[Referring expression pointing data]
—————
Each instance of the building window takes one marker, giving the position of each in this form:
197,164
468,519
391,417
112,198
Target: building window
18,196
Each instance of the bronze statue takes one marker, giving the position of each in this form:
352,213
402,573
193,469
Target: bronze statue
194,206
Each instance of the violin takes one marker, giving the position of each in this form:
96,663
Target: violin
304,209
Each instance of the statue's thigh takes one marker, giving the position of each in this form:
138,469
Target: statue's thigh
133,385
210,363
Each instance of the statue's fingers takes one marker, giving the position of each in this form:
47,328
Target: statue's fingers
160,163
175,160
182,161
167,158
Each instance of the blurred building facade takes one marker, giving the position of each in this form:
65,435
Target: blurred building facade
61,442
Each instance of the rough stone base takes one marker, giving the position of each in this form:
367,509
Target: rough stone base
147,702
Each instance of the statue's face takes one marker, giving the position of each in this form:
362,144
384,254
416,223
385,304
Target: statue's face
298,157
—————
Set down only the lines from the line with "Target: blurred building facade" through the last line of the data above, keeping both the first and the last.

## Answer below
Target: blurred building facade
61,442
Each instance of the rough stone base takes one marker, giving the position of each in this form:
367,509
Target: rough stone base
147,702
Each instance of the statue's face takes one marker, giving the position of each in this form:
362,144
384,254
416,223
385,304
Target: statue's face
298,157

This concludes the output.